- SET PROBLEM: Switch every "dot" in the data below to "point" and write all the lines out again, keeping everything else the same.

Pointing and labeling entries:
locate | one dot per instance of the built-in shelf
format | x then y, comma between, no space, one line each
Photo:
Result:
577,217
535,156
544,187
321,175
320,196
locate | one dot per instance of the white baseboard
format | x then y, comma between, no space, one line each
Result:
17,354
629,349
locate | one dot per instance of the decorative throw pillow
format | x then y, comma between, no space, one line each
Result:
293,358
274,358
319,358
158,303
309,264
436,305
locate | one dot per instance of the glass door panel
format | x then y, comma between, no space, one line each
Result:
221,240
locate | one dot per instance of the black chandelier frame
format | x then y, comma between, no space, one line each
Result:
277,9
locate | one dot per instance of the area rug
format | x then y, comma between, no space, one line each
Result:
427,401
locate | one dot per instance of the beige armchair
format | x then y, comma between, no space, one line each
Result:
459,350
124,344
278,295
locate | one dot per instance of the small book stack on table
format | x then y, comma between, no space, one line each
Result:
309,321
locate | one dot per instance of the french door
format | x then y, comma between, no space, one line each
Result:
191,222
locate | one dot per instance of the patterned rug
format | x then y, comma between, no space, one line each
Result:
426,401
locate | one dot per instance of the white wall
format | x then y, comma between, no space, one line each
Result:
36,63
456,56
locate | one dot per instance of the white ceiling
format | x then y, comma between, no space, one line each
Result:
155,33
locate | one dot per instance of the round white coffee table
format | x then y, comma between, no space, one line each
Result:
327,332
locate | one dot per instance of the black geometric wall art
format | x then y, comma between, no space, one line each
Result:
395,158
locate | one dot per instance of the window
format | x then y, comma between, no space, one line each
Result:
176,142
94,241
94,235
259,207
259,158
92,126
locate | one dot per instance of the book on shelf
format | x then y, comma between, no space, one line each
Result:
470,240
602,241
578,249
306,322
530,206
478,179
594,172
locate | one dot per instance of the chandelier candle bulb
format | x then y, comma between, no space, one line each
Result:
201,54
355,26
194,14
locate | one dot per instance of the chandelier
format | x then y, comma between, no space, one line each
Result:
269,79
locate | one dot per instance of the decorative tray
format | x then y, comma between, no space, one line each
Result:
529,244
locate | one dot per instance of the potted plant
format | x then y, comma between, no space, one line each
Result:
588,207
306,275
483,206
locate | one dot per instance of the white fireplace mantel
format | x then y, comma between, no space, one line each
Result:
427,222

- RESULT OF THE EXERCISE:
locate | one point per instance of the built-in shelf
format | x then y, comma between, no space, one line each
Photo:
Result:
577,217
535,156
544,187
321,175
320,196
locate | one point per instance of the white baseboard
format | x then y, comma between, no space, one line each
Result:
17,354
629,349
locate | one point per instance of the decorative throw pillow
format | x then y, comma between, no space, one line each
Result:
293,358
274,358
319,358
158,303
309,264
436,305
locate | one point per instance of the glass door panel
format | x then y, comma between, no space, one line each
Result:
221,240
locate | one point per instance of the black chandelier frame
format | x then y, comma between, no space, one line each
Result:
277,9
locate | one point per instance of the area rug
format | x then y, comma between, no space, one line each
Result:
427,401
locate | one point per instance of the beige armchair
format | x then y, comma between, no space, one line each
Result:
459,350
124,344
278,295
locate | one point per instance of the small book stack on table
format | x then y, comma between, no space, one line each
Result:
309,321
locate | one point per instance of the french door
format | x then y, comma between, no space, one line each
Result:
191,222
locate | one point per instance of the patterned rug
format | x then y, comma between, no space, one line each
Result:
426,401
locate | one point per instance of the white wall
format | x then y, comma between, no space, one line each
Result:
36,63
456,56
locate | one point per instance of the white ceiling
format | x then y, comma between, no space, one line each
Result:
155,33
locate | one point per instance of the round white coffee table
format | x then y, comma between, no space, one line each
Result:
327,332
locate | one point per instance of the black geometric wall art
format | x then y, comma between, no space, one line each
Result:
395,158
locate | one point per instance of the window
format | x then y, comma between, no space, one line each
Result:
176,142
94,241
94,235
259,207
259,158
92,126
locate | one point per instance of the book on shelf
format | x then y, comma between, no space, one line each
Result:
470,240
602,241
578,249
306,322
530,206
478,179
594,172
locate | one point per instance of the chandelier candle bulb
format | x then y, comma between, no space, one line each
Result:
201,54
355,26
194,14
locate | one point per instance of the chandelier
format | x then y, comma between, no space, one line each
Result:
269,79
locate | one point per instance of the decorative tray
format | x then y, comma between, no space, one line each
Result:
529,244
locate | one point per instance of the potted plant
format | x then y, comma between, no space, one line each
Result:
588,207
306,275
483,206
locate | one point per instance of the white fireplace mantel
format | x then y, comma between, no space, one line each
Result:
427,222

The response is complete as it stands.